English 795 / Comp Lit 795

The Sound of Poetry, the Poetry of Sound
Charles Bernstein
Spring 2007
Thursdays, 6:30pm, Fisher-Bennett Hall 222

SYLLABUS


The seminar will follow up on the 2005 MLA Convention Presidential Forum and its many related panels, organized by Marjorie Perloff.

Perloff's Questions:
1. Is metrical (or rhythmic) choice culturally or nationally determined? And, as a corollary, what is the relation of metrical choice to historical circumstance (e.g., free verse as the ostensible sign of freedom in the 20th century)?
2. How does one best describe the sound structures of poetry? How does one avoid mere impressionism on the one hand, excessive technical analysis on the other?
3. What determines the choice of verse or prose in a particular case? John Ashbery's Three Poems, for example, is written in prose. Does this choice make this long tripartite poem different from Ashbery's other poems? If so, how? If not, how not?
4. What are the politics of rhythm? What happens to that politics in translation?
5. What is the role of sound in predominantly visual poetry? How does one perform a visual poem?

--- --- ---

Write out the syllabus passage that begins at the words "4. What are" and stops after "a visual poem?", switching "translation" to "adaptation".

Pointing dataset rows

--- --- ---

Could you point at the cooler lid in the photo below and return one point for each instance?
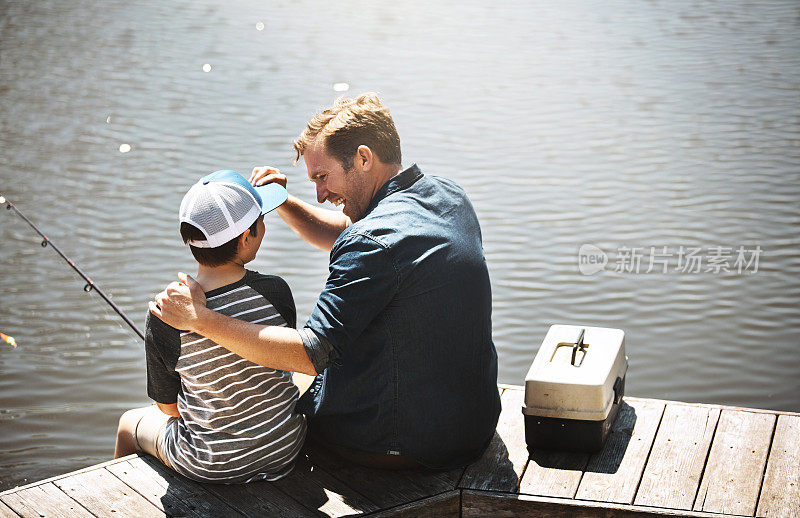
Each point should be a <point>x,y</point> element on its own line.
<point>573,374</point>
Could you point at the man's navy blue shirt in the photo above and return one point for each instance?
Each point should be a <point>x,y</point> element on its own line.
<point>402,332</point>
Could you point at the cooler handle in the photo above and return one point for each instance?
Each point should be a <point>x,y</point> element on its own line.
<point>578,345</point>
<point>618,391</point>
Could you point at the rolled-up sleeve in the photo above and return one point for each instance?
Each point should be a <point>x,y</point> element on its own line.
<point>362,280</point>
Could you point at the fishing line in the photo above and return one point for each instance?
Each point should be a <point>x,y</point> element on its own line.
<point>90,285</point>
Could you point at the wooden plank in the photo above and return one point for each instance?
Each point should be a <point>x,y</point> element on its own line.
<point>446,505</point>
<point>732,477</point>
<point>385,488</point>
<point>613,474</point>
<point>172,493</point>
<point>319,491</point>
<point>718,406</point>
<point>780,494</point>
<point>43,500</point>
<point>501,466</point>
<point>259,499</point>
<point>69,474</point>
<point>553,473</point>
<point>102,494</point>
<point>672,474</point>
<point>479,504</point>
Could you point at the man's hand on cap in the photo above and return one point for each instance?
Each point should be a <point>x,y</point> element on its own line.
<point>180,304</point>
<point>265,174</point>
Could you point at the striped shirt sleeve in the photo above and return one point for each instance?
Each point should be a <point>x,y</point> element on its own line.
<point>162,348</point>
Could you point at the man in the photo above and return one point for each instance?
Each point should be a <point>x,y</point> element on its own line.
<point>401,333</point>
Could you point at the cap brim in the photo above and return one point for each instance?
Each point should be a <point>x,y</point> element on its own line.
<point>272,196</point>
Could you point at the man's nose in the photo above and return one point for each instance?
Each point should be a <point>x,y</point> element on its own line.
<point>322,193</point>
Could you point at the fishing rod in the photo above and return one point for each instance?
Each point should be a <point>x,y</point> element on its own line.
<point>90,285</point>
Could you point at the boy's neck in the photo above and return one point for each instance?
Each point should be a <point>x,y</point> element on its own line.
<point>213,277</point>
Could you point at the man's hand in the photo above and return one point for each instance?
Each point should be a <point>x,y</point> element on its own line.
<point>266,174</point>
<point>181,304</point>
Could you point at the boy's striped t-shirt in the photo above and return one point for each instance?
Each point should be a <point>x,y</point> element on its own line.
<point>237,419</point>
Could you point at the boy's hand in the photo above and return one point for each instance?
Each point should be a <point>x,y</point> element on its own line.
<point>181,304</point>
<point>266,174</point>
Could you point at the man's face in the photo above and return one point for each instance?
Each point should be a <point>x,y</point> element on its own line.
<point>349,188</point>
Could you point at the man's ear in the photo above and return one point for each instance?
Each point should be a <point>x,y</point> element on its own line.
<point>364,159</point>
<point>243,239</point>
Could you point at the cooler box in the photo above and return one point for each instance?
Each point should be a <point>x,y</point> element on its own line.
<point>574,388</point>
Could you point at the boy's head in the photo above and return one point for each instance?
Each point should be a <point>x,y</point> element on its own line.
<point>218,211</point>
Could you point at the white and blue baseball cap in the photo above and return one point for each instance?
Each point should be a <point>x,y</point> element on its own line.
<point>224,204</point>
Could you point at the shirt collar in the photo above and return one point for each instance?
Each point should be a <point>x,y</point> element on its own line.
<point>398,182</point>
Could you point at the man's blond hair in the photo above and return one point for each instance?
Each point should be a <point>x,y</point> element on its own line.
<point>350,123</point>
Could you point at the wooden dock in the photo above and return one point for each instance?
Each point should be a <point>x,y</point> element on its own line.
<point>663,458</point>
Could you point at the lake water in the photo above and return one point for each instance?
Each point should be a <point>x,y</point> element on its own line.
<point>665,134</point>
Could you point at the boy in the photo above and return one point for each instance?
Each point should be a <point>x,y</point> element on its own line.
<point>218,417</point>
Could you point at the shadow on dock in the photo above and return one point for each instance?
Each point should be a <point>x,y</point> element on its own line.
<point>607,460</point>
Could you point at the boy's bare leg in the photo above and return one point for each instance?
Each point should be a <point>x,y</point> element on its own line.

--- --- ---

Result |
4. What are the politics of rhythm? What happens to that politics in adaptation?
5. What is the role of sound in predominantly visual poetry? How does one perform a visual poem?